====== Texte

A Way Out & It Takes Two | Une ode à la coopération

Je n’ai pas l’habitude de m’appesantir sur les « réalisateurs » de jeux vidéo, lors de mes articles. Sans doute est-il temps de bousculer les habitudes avec Josef Fares. Connu pour ses déclarations excentriques et parfois présomptueuses, le créateur libano-suédois ne manque pas d’inventivité, comme en témoignent les trois jeux sur lesquels il a travaillé. Brothers (2013) est un jeu solo mettant l’accent sur la relation entre deux frères. Dans ce conte féerique, les deux jeunes hommes cherchent l’eau de l’Arbre de Vie afin de sauver leur père. Ils sont amenés à coopérer et à employer leurs compétences respectives, pour venir à bout des obstacles. Chaque frère est contrôlé, en simultané, par le même joueur, grâce aux différentes gâchettes de la manette. Il est clair que Brothers marque les prémices des jeux suivants de Josef Fares : A Way Out (2018) et It Takes Two (2021). Ces deux aventures sont une ode à la coopération, pas seulement entre les personnages, mais aussi entre les joueurs. Et ce, en local, comme en ligne. (D’ailleurs, seulement un des joueurs doit acheter le titre pour en faire profiter un(e) ami(e)). A Way Out et It Takes Two parviennent à se démarquer l’un de l’autre, tout en maintenant une certaine continuité.

De la bromance à la thérapie de couple

J’ai eu l’occasion de refaire A Way Out, cette année. Le jeu narre l’histoire de Leo et Vincent, deux prisonniers devant apprendre à travailler ensemble, afin de s’évader de prison. De cette cavale naîtra une amitié unique et quasiment fraternelle. J’ai eu le partenaire idéal de jeu, pour l’occasion, puisqu’il s’agissait de mon propre hermanito : Mystic Falco. S’il a opté pour Vincent, un homme «  rationnel et réservé », j’ai choisi Leo, plus « sanguin et sarcastique ». Le monde est bien fait, n’est-ce pas ?

Dans la mesure où il vient de sortir, It Takes Two fut une découverte totale. L’histoire prend place alors que May et Cody décident de divorcer. Leur fille, Rose, aidée d’un livre magique, leur jette un sort, afin qu’ils se réconcilient. Transformés en poupées d’argile et de bois miniatures, May et Cody vont traverser une série d’épreuves, similaires à une bien étrange thérapie de couple. Une fois encore, ma partenaire fut tout à fait adaptée, (non pas que l’on se soit disputées !). J’ai joué avec ma chère Hauntya. Celle-ci a incarné May, une femme sérieuse et professionnelle, prête à se jeter au cœur de l’action ; tandis que j’ai interprété Cody, l’époux plus insouciant et maladroit, qui s’apparente davantage au personnage de soutien. Ils collaborent de façon équilibrée, dans l’espoir de redevenir humains.

============
====== Données

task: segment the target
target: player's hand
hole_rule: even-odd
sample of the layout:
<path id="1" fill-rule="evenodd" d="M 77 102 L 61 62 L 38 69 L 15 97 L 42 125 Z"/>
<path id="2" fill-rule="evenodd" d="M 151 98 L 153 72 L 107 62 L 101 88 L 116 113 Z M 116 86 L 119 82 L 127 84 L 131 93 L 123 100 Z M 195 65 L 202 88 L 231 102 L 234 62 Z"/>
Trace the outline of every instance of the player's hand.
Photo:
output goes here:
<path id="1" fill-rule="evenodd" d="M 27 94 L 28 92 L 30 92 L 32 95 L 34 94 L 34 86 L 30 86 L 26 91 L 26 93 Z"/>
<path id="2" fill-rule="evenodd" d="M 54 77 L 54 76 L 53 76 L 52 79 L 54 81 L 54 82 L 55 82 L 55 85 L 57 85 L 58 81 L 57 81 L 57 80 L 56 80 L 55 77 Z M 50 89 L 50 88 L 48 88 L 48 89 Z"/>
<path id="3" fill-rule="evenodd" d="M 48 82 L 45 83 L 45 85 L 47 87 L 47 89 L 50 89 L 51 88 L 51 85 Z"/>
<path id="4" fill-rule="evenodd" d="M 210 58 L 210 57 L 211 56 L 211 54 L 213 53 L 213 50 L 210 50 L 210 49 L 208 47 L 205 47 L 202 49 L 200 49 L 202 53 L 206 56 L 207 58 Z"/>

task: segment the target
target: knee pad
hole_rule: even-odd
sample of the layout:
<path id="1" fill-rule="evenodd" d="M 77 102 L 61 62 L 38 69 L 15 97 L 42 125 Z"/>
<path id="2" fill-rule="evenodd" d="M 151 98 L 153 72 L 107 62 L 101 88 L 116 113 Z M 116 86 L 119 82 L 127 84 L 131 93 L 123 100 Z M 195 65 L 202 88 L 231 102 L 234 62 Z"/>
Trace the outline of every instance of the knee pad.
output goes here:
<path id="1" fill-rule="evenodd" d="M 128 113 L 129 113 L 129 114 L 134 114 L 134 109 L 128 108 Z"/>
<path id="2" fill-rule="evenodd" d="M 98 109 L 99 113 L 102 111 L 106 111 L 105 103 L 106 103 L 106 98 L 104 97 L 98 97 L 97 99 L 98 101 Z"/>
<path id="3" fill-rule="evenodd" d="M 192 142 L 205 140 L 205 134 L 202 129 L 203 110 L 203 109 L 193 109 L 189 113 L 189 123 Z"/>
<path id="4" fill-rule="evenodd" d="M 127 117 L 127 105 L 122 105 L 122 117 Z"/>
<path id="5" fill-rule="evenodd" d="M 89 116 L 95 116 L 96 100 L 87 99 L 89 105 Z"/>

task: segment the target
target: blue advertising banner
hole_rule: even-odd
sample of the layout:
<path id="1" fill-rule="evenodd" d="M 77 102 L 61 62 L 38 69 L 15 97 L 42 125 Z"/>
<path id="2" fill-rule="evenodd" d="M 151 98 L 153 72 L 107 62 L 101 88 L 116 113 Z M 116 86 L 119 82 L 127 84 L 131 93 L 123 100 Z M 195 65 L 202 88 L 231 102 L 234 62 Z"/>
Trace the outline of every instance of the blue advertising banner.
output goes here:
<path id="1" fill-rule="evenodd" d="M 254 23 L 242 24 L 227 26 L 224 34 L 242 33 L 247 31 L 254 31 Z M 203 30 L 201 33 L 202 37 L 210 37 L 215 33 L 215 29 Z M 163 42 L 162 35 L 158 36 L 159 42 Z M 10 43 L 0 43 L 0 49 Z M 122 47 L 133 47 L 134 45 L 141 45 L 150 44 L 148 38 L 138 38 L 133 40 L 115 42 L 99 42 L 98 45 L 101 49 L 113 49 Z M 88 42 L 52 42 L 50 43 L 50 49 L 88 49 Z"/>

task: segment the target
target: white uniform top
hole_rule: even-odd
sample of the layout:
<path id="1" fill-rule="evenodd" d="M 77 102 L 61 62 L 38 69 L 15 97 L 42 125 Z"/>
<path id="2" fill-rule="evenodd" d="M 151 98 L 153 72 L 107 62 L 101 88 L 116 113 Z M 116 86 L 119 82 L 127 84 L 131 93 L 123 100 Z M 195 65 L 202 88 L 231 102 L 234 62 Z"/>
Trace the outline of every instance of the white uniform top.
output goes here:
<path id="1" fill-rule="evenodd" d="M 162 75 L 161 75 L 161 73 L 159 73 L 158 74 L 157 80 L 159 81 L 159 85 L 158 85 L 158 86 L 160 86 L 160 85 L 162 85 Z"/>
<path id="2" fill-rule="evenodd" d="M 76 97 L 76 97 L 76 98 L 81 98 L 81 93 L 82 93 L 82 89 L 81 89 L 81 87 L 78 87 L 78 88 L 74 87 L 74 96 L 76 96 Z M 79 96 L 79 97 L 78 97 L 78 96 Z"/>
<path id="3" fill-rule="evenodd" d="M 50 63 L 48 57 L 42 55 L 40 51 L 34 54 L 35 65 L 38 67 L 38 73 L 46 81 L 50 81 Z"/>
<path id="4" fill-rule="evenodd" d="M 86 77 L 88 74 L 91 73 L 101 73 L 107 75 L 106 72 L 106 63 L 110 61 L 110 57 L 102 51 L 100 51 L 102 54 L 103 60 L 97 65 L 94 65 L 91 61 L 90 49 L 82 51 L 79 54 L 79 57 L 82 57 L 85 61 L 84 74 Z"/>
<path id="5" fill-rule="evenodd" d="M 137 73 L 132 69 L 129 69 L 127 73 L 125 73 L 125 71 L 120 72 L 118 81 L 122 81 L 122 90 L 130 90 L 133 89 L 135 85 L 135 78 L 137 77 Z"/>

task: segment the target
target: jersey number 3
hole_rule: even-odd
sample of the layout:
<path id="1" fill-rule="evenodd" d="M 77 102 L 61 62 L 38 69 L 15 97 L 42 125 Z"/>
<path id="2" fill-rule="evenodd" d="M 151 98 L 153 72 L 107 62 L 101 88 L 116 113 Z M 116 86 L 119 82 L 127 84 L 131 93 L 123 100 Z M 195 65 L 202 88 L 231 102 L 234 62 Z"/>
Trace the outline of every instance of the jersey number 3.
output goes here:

============
====== Données

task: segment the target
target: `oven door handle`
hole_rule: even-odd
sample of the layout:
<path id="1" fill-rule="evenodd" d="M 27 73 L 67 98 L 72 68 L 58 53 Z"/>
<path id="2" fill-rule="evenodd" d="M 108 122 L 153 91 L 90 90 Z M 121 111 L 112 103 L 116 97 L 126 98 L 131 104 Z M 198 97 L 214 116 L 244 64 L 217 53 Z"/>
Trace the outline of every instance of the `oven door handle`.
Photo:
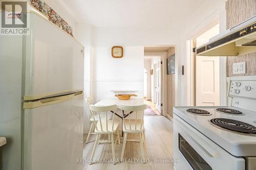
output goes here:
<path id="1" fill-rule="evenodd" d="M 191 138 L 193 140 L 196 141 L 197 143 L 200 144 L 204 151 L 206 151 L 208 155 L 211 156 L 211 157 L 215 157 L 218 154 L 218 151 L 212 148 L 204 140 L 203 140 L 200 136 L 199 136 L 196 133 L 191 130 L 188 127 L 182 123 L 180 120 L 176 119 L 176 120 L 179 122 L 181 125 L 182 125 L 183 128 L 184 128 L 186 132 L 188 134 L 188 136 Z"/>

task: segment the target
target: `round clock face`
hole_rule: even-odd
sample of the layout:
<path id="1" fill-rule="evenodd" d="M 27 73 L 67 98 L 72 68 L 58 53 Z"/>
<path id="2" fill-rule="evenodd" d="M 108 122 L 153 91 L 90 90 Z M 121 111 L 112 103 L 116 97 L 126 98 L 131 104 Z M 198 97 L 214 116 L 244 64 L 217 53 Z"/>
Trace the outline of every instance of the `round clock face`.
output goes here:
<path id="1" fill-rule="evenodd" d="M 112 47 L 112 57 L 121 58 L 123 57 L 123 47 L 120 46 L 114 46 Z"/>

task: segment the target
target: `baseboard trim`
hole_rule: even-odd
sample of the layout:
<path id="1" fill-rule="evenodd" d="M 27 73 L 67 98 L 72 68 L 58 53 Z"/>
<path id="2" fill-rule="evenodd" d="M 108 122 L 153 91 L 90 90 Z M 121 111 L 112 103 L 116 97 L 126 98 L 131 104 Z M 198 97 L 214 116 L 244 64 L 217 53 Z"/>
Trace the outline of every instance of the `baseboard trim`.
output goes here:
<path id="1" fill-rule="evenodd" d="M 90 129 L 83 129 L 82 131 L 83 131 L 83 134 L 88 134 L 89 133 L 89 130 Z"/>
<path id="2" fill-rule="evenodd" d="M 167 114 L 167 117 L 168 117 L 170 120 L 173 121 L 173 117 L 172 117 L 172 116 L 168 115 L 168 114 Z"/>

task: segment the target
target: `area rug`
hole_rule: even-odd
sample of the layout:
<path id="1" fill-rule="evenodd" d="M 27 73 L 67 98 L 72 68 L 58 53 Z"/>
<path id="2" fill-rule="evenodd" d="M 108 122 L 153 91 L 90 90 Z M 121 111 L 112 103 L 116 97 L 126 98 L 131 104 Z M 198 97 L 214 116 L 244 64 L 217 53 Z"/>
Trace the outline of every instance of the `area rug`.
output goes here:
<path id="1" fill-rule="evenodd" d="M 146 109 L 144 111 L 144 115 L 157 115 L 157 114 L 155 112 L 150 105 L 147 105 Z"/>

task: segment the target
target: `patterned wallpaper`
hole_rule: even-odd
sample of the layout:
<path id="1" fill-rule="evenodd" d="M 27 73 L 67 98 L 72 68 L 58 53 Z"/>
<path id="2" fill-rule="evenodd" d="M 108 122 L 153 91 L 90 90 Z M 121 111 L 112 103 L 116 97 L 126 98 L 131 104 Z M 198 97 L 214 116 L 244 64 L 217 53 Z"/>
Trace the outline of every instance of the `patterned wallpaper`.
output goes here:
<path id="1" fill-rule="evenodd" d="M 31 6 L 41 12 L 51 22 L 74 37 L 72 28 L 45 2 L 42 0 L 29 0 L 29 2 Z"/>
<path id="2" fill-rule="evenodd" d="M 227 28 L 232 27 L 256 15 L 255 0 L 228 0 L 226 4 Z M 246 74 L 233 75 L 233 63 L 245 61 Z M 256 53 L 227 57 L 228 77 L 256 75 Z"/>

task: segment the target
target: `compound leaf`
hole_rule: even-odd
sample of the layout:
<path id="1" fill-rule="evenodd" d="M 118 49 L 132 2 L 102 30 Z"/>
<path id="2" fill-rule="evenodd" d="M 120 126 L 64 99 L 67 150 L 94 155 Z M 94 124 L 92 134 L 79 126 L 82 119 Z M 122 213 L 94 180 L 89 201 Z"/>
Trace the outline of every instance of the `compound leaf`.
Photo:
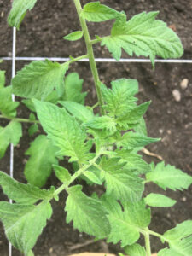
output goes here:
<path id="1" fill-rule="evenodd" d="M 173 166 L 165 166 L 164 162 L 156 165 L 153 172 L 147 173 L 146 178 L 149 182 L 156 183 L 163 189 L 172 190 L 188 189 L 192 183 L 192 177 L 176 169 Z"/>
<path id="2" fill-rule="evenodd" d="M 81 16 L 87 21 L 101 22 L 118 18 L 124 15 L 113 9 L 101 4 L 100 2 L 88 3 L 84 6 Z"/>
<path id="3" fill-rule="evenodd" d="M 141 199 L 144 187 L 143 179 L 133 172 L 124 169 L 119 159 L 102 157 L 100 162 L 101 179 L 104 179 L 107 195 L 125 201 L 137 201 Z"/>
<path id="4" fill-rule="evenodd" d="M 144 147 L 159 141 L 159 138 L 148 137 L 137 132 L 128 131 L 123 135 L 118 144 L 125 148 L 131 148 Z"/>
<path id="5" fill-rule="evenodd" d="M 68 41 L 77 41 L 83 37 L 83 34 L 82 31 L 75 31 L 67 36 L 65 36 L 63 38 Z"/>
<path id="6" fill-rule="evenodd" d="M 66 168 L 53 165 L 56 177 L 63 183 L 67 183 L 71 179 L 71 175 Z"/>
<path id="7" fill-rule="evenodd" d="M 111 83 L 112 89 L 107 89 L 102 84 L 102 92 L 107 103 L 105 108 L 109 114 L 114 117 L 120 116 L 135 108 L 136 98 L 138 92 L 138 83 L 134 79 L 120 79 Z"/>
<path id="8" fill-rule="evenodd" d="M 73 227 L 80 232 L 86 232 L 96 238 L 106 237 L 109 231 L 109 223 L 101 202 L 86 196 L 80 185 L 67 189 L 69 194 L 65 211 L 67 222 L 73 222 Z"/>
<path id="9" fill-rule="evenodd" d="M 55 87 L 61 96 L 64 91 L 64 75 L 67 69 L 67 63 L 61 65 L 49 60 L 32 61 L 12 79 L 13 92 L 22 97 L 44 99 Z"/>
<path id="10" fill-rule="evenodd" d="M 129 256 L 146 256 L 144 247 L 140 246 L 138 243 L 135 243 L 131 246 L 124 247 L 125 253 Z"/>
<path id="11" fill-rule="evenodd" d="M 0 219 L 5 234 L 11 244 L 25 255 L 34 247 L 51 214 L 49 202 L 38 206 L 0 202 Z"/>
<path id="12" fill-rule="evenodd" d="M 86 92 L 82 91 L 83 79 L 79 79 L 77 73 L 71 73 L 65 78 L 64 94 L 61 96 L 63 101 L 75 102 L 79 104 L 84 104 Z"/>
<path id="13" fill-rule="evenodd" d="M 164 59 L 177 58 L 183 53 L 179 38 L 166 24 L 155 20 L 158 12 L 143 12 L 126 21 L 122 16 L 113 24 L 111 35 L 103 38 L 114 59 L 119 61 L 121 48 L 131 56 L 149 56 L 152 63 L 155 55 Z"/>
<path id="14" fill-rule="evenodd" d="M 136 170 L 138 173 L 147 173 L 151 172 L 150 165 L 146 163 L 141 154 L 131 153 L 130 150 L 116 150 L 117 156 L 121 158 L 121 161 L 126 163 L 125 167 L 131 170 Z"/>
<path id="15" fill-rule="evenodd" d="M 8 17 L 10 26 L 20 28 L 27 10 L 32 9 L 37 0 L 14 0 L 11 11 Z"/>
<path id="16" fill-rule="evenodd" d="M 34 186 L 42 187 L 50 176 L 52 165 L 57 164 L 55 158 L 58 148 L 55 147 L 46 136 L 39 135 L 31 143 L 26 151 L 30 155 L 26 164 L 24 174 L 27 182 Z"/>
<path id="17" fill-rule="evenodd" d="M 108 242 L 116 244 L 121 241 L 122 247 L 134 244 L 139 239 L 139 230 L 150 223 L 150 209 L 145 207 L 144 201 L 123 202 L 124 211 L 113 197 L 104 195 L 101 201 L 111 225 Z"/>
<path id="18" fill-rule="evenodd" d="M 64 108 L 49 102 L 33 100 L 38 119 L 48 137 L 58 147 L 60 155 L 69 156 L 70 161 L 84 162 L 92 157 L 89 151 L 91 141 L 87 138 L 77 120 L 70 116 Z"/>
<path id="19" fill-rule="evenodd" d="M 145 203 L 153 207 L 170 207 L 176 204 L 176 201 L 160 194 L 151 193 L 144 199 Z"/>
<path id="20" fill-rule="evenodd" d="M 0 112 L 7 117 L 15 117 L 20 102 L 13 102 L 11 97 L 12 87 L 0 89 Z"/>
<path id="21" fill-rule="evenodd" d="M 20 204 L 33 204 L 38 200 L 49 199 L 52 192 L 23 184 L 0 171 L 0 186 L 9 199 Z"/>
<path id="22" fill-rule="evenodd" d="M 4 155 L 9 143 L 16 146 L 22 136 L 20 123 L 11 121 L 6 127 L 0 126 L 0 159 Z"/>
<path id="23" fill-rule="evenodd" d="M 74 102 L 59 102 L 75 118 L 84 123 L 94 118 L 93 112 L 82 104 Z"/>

============

▶ [Consigne 1] D'après le texte sur les jeux de Josef Fares, avec quoi Rose s'aide-t-elle pour jeter un sort à ses parents ?
▶ [Consigne 2] Poursuivez le texte sur les jeux de Josef Fares après sa dernière phrase.

▶ [Réponse 1] Avec un livre magique.

▶ [Réponse 2]
Buddy movie et conte de fée, à la Shrek

Les mésaventures de Vincent et Leo sont pourvues d’une ambiance réaliste, sans être crédible. A Way Out est un véritable hommage aux films d’action des années 80 et 90, grâce à une mise en scène parfois ingénieuse, et très souvent stéréotypée. Multipliant les clichés volontaires et les références, (notamment à Old Boy ou Heat), A Way Out est une lettre d’amour décomplexée au cinéma. It Takes Two prend place dans une atmosphère féerique, ou du moins parodique. Si l’humour était déjà présent dans A Way Out, il est complètement débridé dans ce nouveau titre. Les références – surtout vidéoludiques – ne sont pas non plus en reste, si l’on se fie à la multitude d’easter eggs (A Way Out, The Legend of Zelda,…).

Sur le plan narratif, les deux jeux de Josef Fares ne sont pas révolutionnaires. Toutefois, leur audace, du point du vue du gameplay collaboratif, n’a pas son égale dans le paysage vidéoludique actuel.

Aventure narrative ou gameplay décomplexé ?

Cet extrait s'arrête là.